EXERCISE INPUTS
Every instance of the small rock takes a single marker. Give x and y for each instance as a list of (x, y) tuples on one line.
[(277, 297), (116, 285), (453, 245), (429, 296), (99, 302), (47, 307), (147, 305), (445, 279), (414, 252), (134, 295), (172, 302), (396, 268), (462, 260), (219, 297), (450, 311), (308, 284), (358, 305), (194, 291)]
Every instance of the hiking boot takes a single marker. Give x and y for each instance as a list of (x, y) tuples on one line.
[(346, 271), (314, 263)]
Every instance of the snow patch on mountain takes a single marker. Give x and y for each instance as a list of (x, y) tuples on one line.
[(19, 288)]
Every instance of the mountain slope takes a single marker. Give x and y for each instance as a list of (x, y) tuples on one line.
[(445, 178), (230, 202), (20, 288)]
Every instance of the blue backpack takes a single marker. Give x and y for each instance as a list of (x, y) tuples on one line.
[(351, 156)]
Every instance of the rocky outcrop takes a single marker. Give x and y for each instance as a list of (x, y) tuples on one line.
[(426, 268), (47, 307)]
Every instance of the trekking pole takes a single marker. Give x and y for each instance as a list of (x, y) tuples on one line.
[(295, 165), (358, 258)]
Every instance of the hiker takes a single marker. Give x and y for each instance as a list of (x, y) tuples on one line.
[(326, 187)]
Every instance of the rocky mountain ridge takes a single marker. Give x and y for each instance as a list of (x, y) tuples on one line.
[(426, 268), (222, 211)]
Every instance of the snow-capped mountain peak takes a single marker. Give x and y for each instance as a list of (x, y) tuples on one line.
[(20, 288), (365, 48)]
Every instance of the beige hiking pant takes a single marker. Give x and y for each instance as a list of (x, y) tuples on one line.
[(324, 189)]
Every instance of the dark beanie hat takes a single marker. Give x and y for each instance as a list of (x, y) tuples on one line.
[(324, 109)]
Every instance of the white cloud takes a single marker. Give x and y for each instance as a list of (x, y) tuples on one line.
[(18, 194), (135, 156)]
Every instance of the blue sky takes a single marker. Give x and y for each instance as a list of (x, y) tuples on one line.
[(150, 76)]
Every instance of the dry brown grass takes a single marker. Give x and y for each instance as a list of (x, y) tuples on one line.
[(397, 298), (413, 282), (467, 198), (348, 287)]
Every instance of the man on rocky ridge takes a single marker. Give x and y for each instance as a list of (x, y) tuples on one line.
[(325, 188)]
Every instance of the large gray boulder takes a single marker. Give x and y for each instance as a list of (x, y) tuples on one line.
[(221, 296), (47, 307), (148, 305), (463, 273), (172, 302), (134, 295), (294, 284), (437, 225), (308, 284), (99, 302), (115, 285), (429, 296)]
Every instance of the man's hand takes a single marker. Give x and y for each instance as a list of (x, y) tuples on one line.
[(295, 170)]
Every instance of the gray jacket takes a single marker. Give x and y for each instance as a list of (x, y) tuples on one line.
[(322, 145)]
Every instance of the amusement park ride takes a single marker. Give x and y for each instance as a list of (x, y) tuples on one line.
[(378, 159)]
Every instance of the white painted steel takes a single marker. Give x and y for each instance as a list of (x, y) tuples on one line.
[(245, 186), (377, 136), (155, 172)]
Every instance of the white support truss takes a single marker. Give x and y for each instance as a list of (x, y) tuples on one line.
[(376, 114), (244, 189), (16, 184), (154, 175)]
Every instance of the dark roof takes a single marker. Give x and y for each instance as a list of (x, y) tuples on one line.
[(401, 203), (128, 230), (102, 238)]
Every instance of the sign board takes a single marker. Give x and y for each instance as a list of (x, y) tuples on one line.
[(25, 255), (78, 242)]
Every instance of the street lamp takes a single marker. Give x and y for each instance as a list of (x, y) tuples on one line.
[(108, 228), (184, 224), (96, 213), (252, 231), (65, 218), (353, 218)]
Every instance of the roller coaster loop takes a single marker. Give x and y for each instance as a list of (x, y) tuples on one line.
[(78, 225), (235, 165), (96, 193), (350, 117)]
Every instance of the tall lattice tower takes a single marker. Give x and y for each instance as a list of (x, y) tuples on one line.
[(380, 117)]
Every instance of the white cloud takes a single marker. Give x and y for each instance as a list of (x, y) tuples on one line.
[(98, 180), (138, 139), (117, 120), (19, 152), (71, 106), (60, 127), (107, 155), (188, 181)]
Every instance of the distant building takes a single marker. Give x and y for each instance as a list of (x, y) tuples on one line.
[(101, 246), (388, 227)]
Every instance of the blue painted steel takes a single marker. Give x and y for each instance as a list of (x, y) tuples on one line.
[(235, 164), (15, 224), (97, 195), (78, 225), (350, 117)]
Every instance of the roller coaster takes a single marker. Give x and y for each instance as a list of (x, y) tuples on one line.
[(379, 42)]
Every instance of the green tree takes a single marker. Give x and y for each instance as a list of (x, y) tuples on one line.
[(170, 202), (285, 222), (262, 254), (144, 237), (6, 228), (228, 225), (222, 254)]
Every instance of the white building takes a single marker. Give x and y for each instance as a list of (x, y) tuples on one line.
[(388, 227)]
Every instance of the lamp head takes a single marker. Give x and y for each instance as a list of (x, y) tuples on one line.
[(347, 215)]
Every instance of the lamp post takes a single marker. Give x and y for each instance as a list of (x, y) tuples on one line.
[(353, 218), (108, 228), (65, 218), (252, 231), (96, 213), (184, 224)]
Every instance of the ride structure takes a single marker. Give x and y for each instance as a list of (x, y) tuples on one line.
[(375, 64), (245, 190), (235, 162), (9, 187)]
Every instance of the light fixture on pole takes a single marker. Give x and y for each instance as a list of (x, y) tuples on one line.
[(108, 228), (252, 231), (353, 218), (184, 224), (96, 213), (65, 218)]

EXERCISE GOAL
Each line of the data above should appear again in your answer, exactly as given.

YOUR SOLUTION
Every instance of the small rock takes a single marker. Give x and y for each instance as a list of (x, y) tuples on one line.
[(277, 297), (116, 285), (453, 245), (429, 296), (99, 302), (47, 307), (147, 305), (445, 279), (414, 252), (134, 295), (172, 302), (396, 268), (462, 260), (219, 297), (450, 311), (308, 284), (358, 305), (194, 291)]
Every instance of the hiking boot takes a single marker. Give x and y for each instance as a list of (x, y) tuples on one line.
[(346, 271), (314, 263)]
Every instance of the snow patch on mountain takes a single marker. Give x and y for each instance as a list of (x, y) tuples on one line.
[(19, 288)]
Every instance of the mountain slope takes a single marker. Give x and y for each instance as a list of (x, y) tuples on one line.
[(445, 178), (230, 202), (20, 288)]
Every instance of the blue backpack takes a single marker. Give x and y for each instance as a list of (x, y) tuples on one line.
[(351, 156)]
Every instance of the rocky outcrop takes a single marker. Give x and y for each instance as a list of (x, y) tuples on one line.
[(426, 268), (47, 307)]
Every instance of the trekking pole takes a single marker. Give x and y for each instance as a list of (x, y) tuples on one line.
[(295, 165), (358, 258)]
Every instance of the hiker takes a single marker. Give x and y for each instance as a list of (x, y) tuples on one line.
[(326, 187)]
Every instance of the rocky mountain ridge takes a single marker. Give x and y for each instance as a list of (x, y) tuples on one line.
[(426, 268), (222, 211)]
Every instance of the snow-capped mountain peak takes a single marker. Give x and y for each instance as a list of (x, y) tuples on one line.
[(20, 288), (365, 48)]
Every instance of the beige hiking pant takes a single marker. Give x and y for each instance as a list of (x, y) tuples on one line.
[(324, 189)]
Every instance of the dark beanie hat takes a single marker. Give x and y for each instance as a list of (x, y) tuples on one line.
[(324, 109)]
Every instance of the white cloud takes a single marker. Give x and y for each instance as a list of (x, y) tuples on one line.
[(18, 194), (135, 156)]
Every instance of the blue sky takes a single marker. Give x and y for each instance as a list of (x, y) tuples on one line.
[(150, 76)]
Every instance of the dry brown grass takes a single marker. Give x and y for each instance as a list of (x, y) tuples on one line.
[(397, 298), (413, 282), (467, 198), (348, 287)]
Every instance of the man on rocky ridge takes a single marker. Give x and y for each instance as a list of (x, y) tuples on one line.
[(325, 188)]
Every instance of the large gray boulder takes a single marker. Give x and y for each instance as a list of (x, y) tuples on one line.
[(221, 296), (47, 307), (148, 305), (463, 273), (172, 302), (134, 295), (294, 284), (437, 225), (308, 284), (99, 302), (115, 285), (429, 296)]
Every instance of the man's hand takes a single marker. Give x and y for each instance as a list of (x, y) tuples on one line.
[(295, 170)]
Every instance of the gray jacket takes a single marker. Give x and y for each instance as a list of (x, y) tuples on one line.
[(322, 145)]
Every instance of the amusement park ride takes a single marker. Give x and y for each instance as a list of (x, y) tuples on one line.
[(378, 159)]
Every instance of the white painted steel takes a single marker. Give x and y for each instance as a list of (x, y) tuples on one line.
[(245, 186), (377, 136), (155, 172)]
Every instance of the white support truss takes a single marker. Give x and y for each instance as a list of (x, y) tuples on one line.
[(376, 114), (244, 189), (16, 184), (154, 175)]
Every instance of the dark roof takes a single marker. Give x and y for each instance as a list of (x, y) tuples on one line.
[(401, 203), (128, 230), (102, 238)]
Every instance of the sign board takes a single marker. Give x and y for each instance as a list of (x, y) tuples on one line.
[(25, 255), (78, 242)]
Every instance of the street lamp takes a single marker. Give x and y for each instance as a list of (x, y) tuples on one line.
[(108, 228), (184, 224), (96, 213), (252, 231), (65, 218), (353, 218)]
Every instance of the roller coaster loop takes a single marker. Give x and y for each instance as a list of (x, y) tuples on one line.
[(78, 225), (235, 165), (96, 193), (350, 117)]
Every instance of the tall lattice tower takes a single marker. Give x and y for each instance as a list of (x, y) tuples on one line.
[(380, 117)]
Every instance of the white cloud takes a single marker. Give x and y for each instance as a list of (x, y) tuples on one line.
[(98, 180), (138, 139), (117, 120), (19, 152), (71, 106), (60, 127), (107, 155), (188, 181)]
Every instance of the distant building takes a single marker. Give x and y for each instance as a list of (x, y) tuples on one line.
[(101, 246), (388, 227)]
Every instance of the blue painted steel takes a single marker. Give x and y for each instance as a list of (x, y) tuples on one line.
[(235, 164), (15, 224), (97, 195), (78, 225), (350, 117)]
Every instance of the roller coaster takes a single marker. Give x and y for each instance as a list of (x, y) tuples on one line.
[(379, 42)]
Every instance of the green tree takes a single marker. Give x and y for each instance as a list of (x, y) tuples on one line.
[(170, 202), (285, 222), (262, 254), (144, 237), (6, 228), (228, 225), (222, 254)]
Every instance of the white building takes a single marker. Give x and y for each instance as a list of (x, y) tuples on one line.
[(388, 227)]
Every instance of the lamp head takes a single marker. Give x and y for each instance as a list of (x, y) tuples on one line.
[(347, 215)]
Every instance of the lamp post takes a single marker. Give x and y for each instance as a list of (x, y) tuples on one line.
[(353, 218), (108, 228), (65, 218), (252, 231), (96, 213), (184, 224)]
Every instance of the ride structure takes a single marker. Give x and y for each instance as a list of (x, y) tuples on one line.
[(375, 64), (245, 190), (235, 162), (9, 187)]
Every instance of the light fixture on pole takes a single marker. Give x and y for each instance as a list of (x, y) tuples on one line.
[(108, 228), (252, 231), (353, 218), (184, 224), (96, 213), (65, 218)]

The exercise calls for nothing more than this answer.